==== Dataset entries ====
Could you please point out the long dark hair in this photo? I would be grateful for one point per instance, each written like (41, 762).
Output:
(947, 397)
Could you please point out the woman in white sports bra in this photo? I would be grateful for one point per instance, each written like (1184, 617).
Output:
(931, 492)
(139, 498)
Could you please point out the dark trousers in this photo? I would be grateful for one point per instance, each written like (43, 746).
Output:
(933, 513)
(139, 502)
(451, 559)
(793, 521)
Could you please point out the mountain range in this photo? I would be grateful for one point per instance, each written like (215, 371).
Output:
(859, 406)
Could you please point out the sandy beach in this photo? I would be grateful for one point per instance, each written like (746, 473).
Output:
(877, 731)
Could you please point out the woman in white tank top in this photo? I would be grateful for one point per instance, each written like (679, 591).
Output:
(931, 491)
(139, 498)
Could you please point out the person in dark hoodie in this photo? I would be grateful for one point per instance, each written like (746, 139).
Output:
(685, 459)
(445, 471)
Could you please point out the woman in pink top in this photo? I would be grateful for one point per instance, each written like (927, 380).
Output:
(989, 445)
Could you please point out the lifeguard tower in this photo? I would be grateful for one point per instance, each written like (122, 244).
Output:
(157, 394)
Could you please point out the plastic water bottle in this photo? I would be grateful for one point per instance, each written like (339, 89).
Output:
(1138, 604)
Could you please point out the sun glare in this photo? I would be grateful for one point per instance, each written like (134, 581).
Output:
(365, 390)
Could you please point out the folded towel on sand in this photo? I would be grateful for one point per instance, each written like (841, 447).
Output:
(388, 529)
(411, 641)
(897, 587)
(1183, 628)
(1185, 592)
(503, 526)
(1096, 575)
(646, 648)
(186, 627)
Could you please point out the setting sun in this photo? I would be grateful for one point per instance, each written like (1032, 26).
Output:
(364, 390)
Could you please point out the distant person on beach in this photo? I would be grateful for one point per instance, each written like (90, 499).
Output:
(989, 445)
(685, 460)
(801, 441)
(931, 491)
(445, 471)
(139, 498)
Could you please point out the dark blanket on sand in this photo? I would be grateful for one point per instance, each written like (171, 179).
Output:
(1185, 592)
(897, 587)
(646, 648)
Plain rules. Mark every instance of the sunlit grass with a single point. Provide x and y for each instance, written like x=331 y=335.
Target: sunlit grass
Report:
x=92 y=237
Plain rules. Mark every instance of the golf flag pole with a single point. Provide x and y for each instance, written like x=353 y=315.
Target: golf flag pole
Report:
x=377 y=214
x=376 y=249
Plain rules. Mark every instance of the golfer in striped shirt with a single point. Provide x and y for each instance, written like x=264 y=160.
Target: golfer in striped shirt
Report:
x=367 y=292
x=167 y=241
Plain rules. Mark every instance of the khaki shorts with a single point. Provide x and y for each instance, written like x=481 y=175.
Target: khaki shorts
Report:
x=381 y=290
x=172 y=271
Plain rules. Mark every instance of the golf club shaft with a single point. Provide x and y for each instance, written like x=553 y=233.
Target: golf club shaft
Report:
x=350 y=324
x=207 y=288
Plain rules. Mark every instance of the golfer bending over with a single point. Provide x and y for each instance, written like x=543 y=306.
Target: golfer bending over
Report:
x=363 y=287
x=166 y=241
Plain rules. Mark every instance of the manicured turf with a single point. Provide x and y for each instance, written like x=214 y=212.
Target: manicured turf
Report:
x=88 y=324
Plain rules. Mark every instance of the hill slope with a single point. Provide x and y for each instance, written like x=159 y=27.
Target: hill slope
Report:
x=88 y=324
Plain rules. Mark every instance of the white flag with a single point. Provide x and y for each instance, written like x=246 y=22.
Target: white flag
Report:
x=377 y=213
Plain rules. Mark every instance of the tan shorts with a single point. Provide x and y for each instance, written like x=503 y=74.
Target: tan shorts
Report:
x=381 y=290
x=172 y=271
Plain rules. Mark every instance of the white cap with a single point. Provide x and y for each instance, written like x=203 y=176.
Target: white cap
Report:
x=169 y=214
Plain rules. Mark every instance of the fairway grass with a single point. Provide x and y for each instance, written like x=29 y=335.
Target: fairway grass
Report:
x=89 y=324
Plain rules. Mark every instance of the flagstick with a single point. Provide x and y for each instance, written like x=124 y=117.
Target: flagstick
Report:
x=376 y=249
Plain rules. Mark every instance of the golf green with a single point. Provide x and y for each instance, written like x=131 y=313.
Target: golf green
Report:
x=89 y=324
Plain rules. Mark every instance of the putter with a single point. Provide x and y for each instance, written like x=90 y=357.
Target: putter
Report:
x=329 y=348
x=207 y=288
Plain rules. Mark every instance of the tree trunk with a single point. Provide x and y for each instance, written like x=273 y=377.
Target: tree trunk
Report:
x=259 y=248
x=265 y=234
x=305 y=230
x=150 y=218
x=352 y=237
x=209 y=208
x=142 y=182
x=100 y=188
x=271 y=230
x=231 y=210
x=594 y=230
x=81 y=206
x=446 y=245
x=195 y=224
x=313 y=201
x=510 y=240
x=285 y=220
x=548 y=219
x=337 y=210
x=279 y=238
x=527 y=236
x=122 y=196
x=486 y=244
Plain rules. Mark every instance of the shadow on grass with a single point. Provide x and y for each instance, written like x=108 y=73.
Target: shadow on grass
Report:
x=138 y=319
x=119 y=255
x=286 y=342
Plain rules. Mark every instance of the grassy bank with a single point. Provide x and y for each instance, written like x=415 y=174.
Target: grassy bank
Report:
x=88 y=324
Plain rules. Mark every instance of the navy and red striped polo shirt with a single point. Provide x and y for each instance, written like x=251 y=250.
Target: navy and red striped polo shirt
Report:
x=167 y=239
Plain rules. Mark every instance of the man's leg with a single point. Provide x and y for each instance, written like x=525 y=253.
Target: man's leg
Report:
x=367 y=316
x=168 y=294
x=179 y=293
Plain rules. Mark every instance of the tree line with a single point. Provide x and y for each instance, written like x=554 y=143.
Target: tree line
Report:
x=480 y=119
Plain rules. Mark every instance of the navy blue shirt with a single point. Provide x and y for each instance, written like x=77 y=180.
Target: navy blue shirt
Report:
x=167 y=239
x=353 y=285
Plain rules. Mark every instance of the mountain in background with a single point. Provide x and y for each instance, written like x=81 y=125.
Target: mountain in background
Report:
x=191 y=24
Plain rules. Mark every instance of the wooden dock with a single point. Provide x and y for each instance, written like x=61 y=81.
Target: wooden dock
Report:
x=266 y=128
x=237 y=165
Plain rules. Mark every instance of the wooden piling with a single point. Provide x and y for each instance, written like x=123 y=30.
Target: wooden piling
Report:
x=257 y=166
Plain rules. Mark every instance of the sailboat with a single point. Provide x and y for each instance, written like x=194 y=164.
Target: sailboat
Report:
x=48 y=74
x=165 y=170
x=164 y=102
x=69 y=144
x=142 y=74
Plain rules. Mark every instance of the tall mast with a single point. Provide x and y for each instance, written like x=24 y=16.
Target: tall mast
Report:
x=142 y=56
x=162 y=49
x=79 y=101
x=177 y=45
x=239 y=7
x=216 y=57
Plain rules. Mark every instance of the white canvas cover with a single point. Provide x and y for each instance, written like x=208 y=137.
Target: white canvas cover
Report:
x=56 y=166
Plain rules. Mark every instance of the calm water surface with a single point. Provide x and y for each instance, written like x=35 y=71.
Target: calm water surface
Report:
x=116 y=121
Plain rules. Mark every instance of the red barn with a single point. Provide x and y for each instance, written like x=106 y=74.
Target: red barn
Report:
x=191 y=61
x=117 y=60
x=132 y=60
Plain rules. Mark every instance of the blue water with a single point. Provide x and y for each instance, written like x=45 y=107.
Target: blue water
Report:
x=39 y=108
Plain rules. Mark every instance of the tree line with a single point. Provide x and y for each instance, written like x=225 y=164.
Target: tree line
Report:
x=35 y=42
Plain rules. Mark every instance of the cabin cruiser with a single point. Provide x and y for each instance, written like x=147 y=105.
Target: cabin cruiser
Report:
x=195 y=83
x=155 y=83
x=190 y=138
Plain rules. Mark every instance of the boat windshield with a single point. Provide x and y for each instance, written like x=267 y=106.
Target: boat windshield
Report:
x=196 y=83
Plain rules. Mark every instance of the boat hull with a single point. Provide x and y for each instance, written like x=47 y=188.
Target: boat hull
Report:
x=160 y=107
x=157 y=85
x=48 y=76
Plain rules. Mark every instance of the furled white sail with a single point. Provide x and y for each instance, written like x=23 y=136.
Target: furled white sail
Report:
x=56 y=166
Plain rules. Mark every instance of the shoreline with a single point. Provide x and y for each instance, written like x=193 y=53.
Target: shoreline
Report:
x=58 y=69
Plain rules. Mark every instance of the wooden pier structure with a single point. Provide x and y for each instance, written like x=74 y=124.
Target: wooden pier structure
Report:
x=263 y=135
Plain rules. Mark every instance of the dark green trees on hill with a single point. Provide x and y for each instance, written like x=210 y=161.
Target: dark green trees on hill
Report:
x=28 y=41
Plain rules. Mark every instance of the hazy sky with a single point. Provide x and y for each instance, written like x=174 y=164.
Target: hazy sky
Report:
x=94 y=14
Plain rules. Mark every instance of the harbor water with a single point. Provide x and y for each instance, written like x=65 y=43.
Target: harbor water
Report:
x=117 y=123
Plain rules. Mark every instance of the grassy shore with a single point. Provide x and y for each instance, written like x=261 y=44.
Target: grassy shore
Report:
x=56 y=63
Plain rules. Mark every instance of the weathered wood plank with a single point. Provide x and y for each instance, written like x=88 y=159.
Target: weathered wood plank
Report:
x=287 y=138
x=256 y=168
====
Check each line of the listing above. Copy the ones with the word "piling".

▶ _Task answer_
Plain rules. Mark every instance of the wooden piling with a single point. Provide x and y for each instance, written like x=123 y=30.
Target: wooden piling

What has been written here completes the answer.